Copy out every line from the one containing "Drop a pin on every instance of the individual" through the one containing "x=781, y=215", offsetting each pin coordinate by 44.

-- Start --

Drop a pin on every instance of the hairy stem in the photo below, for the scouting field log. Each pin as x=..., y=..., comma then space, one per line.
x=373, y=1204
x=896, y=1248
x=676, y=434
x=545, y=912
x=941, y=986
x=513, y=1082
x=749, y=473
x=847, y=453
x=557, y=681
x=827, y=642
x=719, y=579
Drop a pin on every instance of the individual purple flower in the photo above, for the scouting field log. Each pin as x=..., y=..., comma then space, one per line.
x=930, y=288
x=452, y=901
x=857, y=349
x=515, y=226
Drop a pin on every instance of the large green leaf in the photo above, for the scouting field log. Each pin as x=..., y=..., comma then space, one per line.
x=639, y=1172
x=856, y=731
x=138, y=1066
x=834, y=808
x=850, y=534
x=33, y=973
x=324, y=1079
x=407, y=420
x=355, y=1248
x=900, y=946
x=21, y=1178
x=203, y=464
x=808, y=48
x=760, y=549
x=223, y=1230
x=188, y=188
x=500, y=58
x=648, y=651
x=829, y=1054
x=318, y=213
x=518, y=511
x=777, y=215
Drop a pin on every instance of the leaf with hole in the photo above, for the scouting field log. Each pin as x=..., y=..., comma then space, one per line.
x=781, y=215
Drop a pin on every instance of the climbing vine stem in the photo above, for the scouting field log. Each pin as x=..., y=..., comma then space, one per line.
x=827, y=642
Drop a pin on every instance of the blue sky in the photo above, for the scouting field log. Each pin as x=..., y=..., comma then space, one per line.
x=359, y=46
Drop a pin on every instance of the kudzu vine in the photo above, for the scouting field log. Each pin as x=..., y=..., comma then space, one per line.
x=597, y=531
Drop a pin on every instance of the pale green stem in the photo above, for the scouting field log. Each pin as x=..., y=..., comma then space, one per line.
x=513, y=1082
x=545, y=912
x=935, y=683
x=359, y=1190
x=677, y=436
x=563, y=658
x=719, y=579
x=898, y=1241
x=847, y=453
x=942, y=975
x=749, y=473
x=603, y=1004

-- End --

TASK RESPONSE »
Drop a pin on every instance of the individual purple flower in the photo above, for the scouting field log. Each pin as x=..., y=..., comma then space, one per line.
x=974, y=332
x=496, y=945
x=901, y=393
x=559, y=270
Drop a pin on every instance of the large green leaf in the photo above, for the scouting field log. Each pin as x=..., y=..., comma then space, one per line.
x=683, y=1216
x=900, y=775
x=182, y=1110
x=878, y=852
x=894, y=578
x=77, y=1017
x=368, y=1123
x=451, y=464
x=399, y=1292
x=944, y=990
x=65, y=1222
x=247, y=508
x=852, y=92
x=804, y=593
x=267, y=1274
x=232, y=232
x=544, y=102
x=692, y=695
x=873, y=1098
x=362, y=257
x=562, y=555
x=821, y=259
Drop a pin on every instance of the leaf with hole in the photo above, for the scouting field log. Each pin as x=..., y=..., comma then space, one per line.
x=825, y=259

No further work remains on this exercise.